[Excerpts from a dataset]
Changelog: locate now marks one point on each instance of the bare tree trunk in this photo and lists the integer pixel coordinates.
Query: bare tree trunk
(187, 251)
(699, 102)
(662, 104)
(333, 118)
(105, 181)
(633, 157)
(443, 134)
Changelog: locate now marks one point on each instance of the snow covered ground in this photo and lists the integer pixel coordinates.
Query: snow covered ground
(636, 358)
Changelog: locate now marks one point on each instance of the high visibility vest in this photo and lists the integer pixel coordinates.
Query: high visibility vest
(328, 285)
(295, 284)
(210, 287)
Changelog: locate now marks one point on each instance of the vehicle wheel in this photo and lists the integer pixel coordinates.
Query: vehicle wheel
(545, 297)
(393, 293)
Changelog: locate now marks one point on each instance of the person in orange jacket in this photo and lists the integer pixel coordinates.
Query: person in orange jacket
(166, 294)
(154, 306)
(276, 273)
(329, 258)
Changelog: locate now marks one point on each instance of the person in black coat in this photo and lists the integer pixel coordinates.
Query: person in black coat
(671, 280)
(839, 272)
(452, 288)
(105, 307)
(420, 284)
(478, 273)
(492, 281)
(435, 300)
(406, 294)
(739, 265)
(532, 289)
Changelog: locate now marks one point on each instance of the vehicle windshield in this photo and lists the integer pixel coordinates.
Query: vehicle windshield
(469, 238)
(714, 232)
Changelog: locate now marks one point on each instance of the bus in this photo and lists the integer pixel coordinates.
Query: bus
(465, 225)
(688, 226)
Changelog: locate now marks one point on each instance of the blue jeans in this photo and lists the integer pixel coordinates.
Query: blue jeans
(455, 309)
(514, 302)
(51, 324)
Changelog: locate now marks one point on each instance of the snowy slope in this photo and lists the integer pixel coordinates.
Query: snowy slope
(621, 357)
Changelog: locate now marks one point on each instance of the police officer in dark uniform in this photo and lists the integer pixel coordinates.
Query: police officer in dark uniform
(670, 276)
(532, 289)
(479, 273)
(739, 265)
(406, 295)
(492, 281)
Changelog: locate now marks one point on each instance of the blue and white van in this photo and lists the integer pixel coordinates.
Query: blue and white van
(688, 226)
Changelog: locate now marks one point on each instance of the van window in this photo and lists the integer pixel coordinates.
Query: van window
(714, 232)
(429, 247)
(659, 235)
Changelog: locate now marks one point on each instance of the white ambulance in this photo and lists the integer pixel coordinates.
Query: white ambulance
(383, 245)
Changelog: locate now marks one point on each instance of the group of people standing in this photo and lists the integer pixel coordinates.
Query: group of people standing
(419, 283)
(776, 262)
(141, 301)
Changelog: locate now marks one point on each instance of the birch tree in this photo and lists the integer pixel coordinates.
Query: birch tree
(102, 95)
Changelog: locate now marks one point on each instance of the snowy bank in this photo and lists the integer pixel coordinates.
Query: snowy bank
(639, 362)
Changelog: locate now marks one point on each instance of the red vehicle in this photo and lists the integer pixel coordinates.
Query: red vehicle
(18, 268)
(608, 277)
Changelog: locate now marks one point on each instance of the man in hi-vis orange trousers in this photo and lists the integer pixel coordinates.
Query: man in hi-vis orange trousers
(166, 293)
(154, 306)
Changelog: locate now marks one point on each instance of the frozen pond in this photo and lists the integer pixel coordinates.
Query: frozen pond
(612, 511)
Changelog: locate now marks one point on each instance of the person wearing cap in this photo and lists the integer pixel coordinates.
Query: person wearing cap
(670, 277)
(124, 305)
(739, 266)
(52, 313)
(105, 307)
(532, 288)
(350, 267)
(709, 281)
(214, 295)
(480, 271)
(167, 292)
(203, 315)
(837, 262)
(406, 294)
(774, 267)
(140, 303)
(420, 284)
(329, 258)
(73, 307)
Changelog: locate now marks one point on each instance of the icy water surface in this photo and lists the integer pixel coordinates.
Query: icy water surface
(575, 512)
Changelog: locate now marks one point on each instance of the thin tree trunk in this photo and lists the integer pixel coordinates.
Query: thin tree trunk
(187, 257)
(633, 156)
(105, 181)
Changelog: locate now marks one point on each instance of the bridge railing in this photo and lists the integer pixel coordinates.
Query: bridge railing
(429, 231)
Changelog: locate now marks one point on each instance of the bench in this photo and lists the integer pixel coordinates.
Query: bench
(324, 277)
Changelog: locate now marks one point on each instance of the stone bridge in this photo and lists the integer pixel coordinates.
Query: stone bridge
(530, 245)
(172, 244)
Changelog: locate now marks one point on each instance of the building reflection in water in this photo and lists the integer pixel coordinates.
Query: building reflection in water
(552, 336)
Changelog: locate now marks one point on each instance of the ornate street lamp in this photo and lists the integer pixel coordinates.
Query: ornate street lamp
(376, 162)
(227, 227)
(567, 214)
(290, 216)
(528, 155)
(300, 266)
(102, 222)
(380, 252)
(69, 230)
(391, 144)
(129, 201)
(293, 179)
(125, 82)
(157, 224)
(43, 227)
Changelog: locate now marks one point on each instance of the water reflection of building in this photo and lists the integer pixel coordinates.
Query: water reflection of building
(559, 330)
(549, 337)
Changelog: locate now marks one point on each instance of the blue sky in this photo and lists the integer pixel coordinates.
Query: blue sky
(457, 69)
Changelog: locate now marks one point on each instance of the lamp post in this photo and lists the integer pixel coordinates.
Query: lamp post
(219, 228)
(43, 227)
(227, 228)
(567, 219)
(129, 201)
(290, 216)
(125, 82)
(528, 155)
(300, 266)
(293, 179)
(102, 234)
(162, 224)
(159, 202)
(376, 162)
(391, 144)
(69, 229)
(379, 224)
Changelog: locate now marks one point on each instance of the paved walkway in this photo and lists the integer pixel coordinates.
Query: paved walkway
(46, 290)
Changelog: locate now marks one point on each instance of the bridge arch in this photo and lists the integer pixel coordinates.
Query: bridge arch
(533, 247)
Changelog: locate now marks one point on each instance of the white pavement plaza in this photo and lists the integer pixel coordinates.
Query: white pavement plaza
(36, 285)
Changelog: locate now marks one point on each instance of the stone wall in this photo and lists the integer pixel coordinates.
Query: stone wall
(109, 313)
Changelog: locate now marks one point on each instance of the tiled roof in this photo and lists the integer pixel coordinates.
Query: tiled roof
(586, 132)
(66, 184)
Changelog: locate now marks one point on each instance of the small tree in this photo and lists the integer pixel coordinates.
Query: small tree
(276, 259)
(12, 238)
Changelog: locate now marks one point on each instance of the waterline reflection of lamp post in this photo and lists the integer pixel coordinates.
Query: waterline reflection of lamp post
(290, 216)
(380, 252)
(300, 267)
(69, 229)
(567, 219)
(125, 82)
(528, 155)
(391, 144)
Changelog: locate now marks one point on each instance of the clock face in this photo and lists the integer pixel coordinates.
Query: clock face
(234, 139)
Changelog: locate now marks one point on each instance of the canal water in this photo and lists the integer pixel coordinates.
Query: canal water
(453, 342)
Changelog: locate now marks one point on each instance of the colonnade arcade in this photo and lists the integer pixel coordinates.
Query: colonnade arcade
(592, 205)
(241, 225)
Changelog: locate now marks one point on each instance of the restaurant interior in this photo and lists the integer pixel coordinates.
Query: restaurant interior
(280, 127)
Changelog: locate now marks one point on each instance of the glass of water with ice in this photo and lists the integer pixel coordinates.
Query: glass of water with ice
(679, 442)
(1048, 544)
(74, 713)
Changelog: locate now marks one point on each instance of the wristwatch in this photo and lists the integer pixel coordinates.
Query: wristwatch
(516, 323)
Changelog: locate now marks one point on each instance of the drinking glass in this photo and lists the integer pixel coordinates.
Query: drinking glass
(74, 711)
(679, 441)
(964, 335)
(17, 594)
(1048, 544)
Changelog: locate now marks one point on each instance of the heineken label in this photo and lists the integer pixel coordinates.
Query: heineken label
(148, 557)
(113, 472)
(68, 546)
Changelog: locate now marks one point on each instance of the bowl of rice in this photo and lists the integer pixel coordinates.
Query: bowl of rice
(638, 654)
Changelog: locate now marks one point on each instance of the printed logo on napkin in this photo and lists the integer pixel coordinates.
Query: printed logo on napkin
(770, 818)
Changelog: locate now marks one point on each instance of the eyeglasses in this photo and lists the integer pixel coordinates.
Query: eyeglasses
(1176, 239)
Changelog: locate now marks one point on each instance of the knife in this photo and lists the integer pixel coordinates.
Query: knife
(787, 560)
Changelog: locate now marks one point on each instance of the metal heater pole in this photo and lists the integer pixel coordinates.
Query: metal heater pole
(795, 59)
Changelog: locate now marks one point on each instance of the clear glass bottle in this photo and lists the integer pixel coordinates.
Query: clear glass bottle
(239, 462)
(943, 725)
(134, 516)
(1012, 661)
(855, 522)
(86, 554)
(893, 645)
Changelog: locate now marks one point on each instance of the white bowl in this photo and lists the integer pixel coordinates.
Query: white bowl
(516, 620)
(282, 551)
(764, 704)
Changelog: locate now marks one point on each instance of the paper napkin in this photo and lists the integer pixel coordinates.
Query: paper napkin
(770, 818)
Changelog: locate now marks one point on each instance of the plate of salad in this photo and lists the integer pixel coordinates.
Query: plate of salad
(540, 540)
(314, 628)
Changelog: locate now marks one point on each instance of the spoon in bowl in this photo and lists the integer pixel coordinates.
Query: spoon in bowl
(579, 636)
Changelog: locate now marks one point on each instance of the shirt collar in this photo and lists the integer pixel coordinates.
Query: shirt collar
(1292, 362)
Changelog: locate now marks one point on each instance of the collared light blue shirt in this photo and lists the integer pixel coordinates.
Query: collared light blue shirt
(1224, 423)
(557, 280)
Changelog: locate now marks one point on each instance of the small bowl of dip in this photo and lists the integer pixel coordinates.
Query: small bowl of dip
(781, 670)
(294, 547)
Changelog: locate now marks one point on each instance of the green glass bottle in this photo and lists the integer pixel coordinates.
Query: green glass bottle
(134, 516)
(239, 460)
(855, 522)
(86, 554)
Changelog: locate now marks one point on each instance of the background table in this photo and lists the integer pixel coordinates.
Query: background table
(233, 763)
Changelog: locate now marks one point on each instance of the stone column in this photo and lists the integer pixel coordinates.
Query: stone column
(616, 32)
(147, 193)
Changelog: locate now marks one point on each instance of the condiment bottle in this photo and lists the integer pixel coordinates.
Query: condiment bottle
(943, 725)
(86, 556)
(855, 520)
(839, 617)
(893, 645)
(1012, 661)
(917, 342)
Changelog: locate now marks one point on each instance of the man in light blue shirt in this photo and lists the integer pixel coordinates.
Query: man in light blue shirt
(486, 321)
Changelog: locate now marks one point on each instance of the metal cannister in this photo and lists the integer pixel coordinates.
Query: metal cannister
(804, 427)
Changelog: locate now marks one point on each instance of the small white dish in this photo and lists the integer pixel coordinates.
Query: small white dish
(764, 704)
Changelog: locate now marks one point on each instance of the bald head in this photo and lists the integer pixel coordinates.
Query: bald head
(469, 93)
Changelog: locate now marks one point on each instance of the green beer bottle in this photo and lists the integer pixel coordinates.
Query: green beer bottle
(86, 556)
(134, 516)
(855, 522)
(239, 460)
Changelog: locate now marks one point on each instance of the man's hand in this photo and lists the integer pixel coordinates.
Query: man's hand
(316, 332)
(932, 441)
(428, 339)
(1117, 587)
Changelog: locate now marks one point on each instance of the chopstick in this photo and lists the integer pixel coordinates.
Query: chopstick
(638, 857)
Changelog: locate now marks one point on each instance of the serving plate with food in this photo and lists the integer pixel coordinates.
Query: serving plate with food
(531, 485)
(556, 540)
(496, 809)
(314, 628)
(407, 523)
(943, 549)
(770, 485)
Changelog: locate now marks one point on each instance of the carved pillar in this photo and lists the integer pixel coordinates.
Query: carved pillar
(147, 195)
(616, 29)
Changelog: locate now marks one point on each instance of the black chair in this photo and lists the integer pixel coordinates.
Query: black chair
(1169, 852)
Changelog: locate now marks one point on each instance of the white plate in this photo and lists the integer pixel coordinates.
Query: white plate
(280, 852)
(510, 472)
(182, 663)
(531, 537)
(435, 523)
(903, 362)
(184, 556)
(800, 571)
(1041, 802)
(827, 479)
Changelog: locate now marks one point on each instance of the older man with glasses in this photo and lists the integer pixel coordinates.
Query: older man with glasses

| DIRECTIONS FOR THIS TASK |
Return each line of the data above that includes the word "older".

| YOUR RESPONSE |
Changelog: locate now marks one point on each instance of the older man with glasses in this photo and lists the integer pixel coordinates.
Query: older man with glasses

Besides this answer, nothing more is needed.